[GIVEN REQUEST 1]
Retype part of the email below, starting at the words "No problem. Both" and stopping after the words "not a feature.".

[PASSAGE]
-- Start --
RE: Questions/feedback on character normalization from Phillips, Addison on 2008-11-21 (public-i18n-core@w3.org from October to December 2008)

From: Phillips, Addison <addison@amazon.com>
Date: Fri, 21 Nov 2008 09:31:48 -0800
To: Erik Rissanen <erik@axiomatics.com>
CC: "public-i18n-core@w3.org" <public-i18n-core@w3.org>
Message-ID: <4D25F22093241741BC1D0EEBC2DBB1DA0152957C0D@EX-SEA5-D.ant.amazon.com>
Hi Erik,

No problem. Both I and the working group are glad to be of help.

Addison

Addison Phillips
Globalization Architect -- Lab126

Internationalization is not a feature.
It is an architecture.

> -----Original Message-----
> From: Erik Rissanen [mailto:erik@axiomatics.com]
> Sent: Friday, November 21, 2008 12:26 AM
> To: Phillips, Addison
> Cc: www-international@w3.org; public-i18n-core@w3.org
> Subject: Re: Questions/feedback on character normalization
> 
> Hi Addison,
> 
> At the XACML TC meeting yesterday we decided to adopt the text
> which you
> are proposing. Thank you very much to the I18N WG for helping us
> get
> this issue straight in the XACML 3.0 spec.
> 
> Best regards,
> Erik
> 
> Phillips, Addison wrote:
> > Hi Erik,
> >
> > Sorry about the delay in responding. Note that this response is
> on behalf of the I18N Core WG.
> >
> > <quot>
> > That clears up my confusion. But it also means that the current
> draft
> > does not satisfy the requirements of XACML. Instead I will write
> like
> > this in a section on unicode issues:
> > </quot>
> >
> > That's correct. Your text isn't quite correct yet. Here's your
> proposal:
> >
> > --8<--
> > In Unicode it is possible to represent some letters by different
> > character sequences. The process of converting Unicode strings
> into
> > canonical character sequences is called normalization. An
> operation is
> > normalization-sensitive if its output(s) are different depending
> on the
> > state of normalization of the input(s); if the output(s) are
> textual,
> > they are deemed different only if they would remain different
> were they
> > to be normalized. (Quoted from
> > [http://www.w3.org/TR/2005/WD-charmod-norm-20051027])
> >
> > For more information on normalization see
> > [http://www.w3.org/TR/2005/WD-charmod-norm-20051027].
-- End --
[GIVEN REQUEST 2]
Pick out and copy every line of the rows below that contains the string "fabric", matching case exactly.

[THE INPUT]
-- Start --
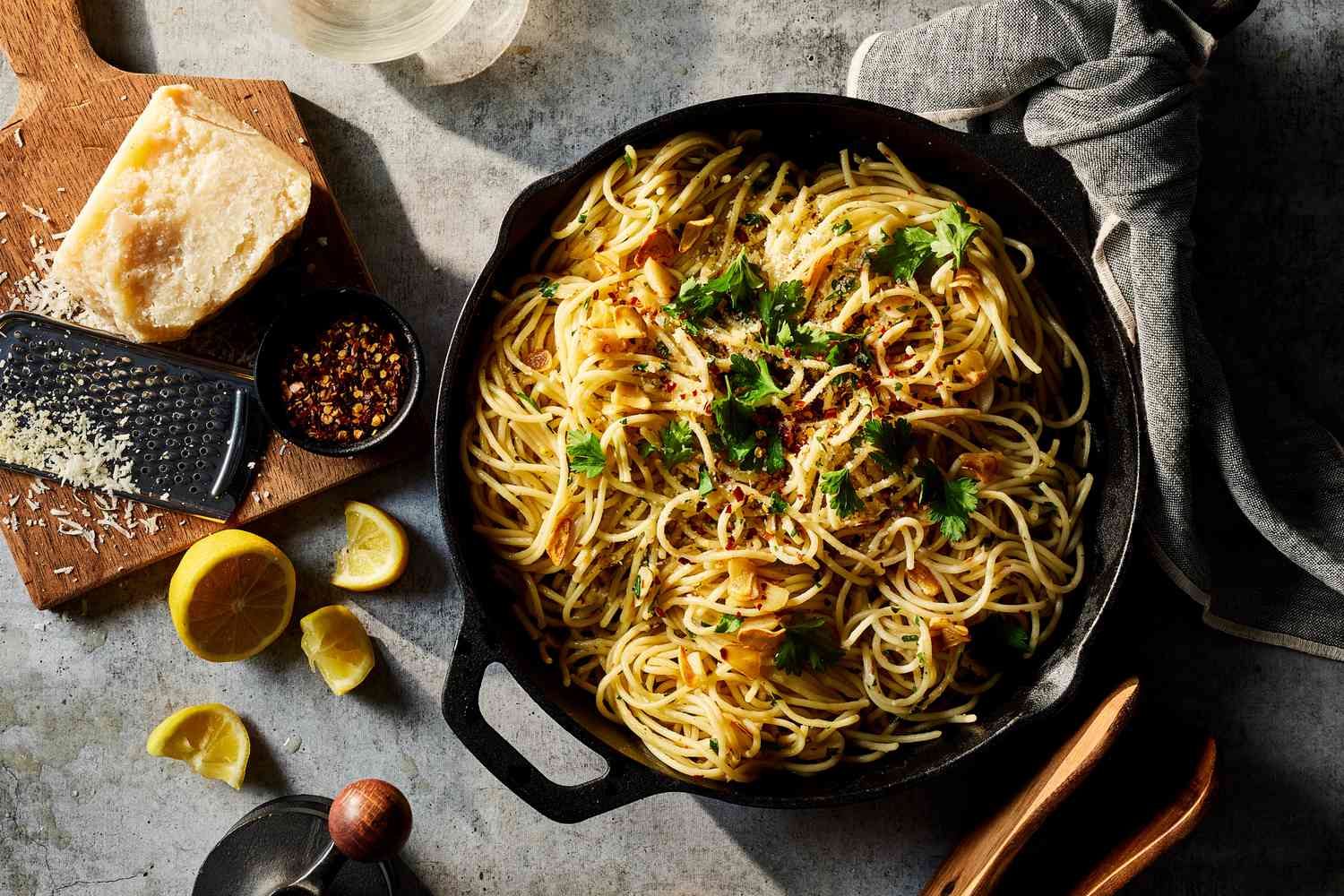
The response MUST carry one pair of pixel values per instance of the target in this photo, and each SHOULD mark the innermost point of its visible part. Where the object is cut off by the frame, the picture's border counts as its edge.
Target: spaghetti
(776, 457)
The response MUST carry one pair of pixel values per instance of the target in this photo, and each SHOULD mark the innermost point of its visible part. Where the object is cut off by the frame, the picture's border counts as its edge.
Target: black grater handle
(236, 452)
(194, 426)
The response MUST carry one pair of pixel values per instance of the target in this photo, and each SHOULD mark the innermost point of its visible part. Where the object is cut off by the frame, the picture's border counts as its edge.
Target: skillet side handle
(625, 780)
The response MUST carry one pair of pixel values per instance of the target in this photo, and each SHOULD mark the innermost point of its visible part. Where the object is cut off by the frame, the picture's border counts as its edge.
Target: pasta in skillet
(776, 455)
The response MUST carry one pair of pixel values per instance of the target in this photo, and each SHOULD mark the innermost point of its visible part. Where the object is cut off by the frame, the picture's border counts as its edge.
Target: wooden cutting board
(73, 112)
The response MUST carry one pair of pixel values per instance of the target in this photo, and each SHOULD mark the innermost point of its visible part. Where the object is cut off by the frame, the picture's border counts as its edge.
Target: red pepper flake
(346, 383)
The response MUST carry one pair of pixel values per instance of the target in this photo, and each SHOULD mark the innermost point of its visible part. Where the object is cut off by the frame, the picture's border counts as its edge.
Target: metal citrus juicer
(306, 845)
-- End --
-- Start --
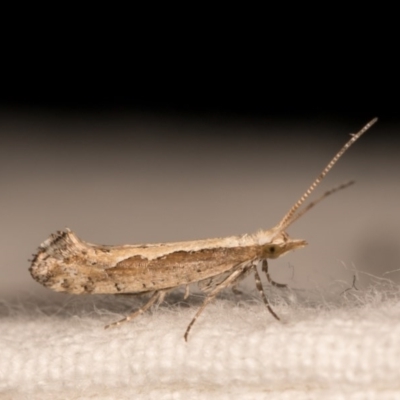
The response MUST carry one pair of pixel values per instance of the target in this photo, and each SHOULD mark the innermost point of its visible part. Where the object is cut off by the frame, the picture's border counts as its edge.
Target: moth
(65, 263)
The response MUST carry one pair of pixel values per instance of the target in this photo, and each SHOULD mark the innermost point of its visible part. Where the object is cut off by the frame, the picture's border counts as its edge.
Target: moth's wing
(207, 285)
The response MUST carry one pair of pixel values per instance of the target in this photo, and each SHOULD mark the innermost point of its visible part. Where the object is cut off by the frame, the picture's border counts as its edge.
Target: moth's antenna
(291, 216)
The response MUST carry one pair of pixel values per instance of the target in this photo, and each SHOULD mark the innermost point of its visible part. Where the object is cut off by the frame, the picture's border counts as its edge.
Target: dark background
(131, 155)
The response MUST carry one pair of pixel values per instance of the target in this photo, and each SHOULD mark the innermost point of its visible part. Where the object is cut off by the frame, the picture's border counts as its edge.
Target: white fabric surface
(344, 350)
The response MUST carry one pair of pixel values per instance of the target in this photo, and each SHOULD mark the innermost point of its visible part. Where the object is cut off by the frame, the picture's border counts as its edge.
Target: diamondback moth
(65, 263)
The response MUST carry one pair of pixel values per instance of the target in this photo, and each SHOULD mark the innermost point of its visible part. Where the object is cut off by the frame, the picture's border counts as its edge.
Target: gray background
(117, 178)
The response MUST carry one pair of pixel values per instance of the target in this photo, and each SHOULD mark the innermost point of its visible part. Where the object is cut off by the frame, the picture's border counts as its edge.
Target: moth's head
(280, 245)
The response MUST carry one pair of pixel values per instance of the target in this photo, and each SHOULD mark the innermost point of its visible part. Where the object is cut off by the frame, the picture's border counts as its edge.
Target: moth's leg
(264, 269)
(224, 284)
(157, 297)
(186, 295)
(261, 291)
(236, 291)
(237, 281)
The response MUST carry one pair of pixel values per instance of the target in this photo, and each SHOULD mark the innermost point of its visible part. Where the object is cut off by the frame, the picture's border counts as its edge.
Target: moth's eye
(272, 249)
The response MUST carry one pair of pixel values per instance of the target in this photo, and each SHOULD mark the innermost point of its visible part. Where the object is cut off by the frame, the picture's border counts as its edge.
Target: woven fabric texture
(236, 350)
-- End --
[TASK ANSWER 1]
No problem. Both I and the working group are glad to be of help.

Addison

Addison Phillips
Globalization Architect -- Lab126

Internationalization is not a feature.

[TASK ANSWER 2]
Target: white fabric surface
Target: woven fabric texture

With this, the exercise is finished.